▶ **Given problem 1**:
Using the newsletter excerpt, decide whether each statement agrees with it, answering yes or no and quoting the deciding words: (a) the opening quotation is attributed to Douglas Coupland; (b) the issue covers the future development of Bitcoin; (c) overloaded minds rely on impulse to decide.
▶ **Given problem 2**:
In the newsletter excerpt, take the passage that starts at "Neuroergonomics Against Brain" and ends after "impulse to decide.", and write it out with "decisions" switched to "choices".
▶ **Given problem 3**:
List every topic the newsletter excerpt says this edition will dive into.

LET’S BE FWENDS ISSUE #103:
COGNITIVE GADGETS AGAINST BRAIN OVERLOAD
“Blame is just a lazy person’s way of making sense of chaos.” ~ Douglas Coupland
Welcome to this edition of Let’s be Fwends. Today we dive into finding better ways to using “cognitive gadgets” to combat brain overload, the future development of Etherium, how Russia’s creation of a Splinternet might break the global information network for good, and how to make music while you’re writing.
Neuroergonomics Against Brain Overload

Overloaded brains are terrible at making decisions. If our minds are occupied with remembering things, checking things, keeping things in mind, and reacting to external stimuli, we stop using deliberation, but instead rely on impulse to decide.
And even if many computerised gadgets were created with the idea of freeing up our minds by taking on routine tasks or by being helpful (e.g. appointment reminders in your calendar app), many devices have become yet another external stressor that keep our mind busy, in an ever increasing spiral of stimulus and response.

▶ **Extracted records**:

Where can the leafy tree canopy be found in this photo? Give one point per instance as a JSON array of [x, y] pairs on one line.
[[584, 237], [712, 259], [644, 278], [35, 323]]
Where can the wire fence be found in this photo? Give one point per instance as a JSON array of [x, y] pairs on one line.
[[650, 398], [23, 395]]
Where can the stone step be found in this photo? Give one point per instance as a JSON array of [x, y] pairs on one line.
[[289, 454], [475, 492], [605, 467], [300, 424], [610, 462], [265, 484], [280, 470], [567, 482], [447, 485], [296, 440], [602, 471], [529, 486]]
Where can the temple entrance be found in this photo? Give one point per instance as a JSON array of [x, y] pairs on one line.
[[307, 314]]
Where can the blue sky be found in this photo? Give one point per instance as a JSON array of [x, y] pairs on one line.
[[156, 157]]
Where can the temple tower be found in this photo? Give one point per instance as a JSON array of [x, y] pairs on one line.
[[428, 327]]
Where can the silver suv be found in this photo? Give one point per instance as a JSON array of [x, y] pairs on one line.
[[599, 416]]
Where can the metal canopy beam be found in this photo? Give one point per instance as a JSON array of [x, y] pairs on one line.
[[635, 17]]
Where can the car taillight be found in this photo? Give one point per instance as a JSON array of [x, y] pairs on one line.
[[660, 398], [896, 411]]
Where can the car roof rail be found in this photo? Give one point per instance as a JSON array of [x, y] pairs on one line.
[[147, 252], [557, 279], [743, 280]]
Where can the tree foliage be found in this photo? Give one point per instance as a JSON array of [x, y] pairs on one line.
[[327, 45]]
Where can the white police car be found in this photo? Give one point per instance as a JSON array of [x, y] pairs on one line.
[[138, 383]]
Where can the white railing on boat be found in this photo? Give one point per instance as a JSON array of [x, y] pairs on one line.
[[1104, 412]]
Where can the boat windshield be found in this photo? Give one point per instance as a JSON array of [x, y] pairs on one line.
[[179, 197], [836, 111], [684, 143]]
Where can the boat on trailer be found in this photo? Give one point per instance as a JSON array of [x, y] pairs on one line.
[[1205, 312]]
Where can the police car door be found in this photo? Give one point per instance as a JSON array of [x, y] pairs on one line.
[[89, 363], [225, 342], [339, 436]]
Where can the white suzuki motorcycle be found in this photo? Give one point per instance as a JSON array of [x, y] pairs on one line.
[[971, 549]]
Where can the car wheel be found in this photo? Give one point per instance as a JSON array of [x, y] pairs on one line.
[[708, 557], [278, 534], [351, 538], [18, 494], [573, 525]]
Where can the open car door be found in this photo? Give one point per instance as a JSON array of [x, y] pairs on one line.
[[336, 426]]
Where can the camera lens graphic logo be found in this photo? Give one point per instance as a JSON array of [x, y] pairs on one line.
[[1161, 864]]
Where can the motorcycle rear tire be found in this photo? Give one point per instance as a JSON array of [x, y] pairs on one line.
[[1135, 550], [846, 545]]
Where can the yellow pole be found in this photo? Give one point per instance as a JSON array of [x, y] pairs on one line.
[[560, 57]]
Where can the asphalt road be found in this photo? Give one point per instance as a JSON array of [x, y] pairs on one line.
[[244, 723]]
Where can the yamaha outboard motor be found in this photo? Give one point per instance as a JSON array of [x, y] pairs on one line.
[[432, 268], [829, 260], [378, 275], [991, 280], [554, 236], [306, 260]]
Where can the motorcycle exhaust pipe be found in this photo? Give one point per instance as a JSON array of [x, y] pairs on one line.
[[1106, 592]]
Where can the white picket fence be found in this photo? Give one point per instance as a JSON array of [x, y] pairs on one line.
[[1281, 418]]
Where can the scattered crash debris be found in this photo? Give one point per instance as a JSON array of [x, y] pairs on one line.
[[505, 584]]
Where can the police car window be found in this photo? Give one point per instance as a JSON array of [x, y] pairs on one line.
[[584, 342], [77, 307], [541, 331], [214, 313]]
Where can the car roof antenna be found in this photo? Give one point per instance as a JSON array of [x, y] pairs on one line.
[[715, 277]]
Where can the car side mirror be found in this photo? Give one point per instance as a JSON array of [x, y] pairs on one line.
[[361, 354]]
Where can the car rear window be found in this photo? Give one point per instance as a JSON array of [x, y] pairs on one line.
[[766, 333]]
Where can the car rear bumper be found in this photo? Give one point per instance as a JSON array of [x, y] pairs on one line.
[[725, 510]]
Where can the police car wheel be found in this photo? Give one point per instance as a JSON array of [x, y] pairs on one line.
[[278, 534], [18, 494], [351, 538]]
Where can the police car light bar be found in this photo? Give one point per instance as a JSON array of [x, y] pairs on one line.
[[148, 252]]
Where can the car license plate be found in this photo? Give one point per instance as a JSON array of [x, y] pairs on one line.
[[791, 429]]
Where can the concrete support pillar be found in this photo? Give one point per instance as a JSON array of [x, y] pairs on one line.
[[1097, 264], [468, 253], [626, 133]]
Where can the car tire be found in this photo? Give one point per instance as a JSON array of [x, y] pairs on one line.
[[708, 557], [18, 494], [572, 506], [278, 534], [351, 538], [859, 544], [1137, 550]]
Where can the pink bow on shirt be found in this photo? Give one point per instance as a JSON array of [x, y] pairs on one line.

▶ **Exercise answer 1**:
(a) Yes: "~ Douglas Coupland"
(b) No: "the future development of Etherium"
(c) Yes: "we stop using deliberation, but instead rely on impulse to decide."

▶ **Exercise answer 2**:
Neuroergonomics Against Brain Overload

Overloaded brains are terrible at making choices. If our minds are occupied with remembering things, checking things, keeping things in mind, and reacting to external stimuli, we stop using deliberation, but instead rely on impulse to decide.

▶ **Exercise answer 3**:
- finding better ways to using "cognitive gadgets" to combat brain overload
- the future development of Etherium
- how Russia's creation of a Splinternet might break the global information network for good
- how to make music while you're writing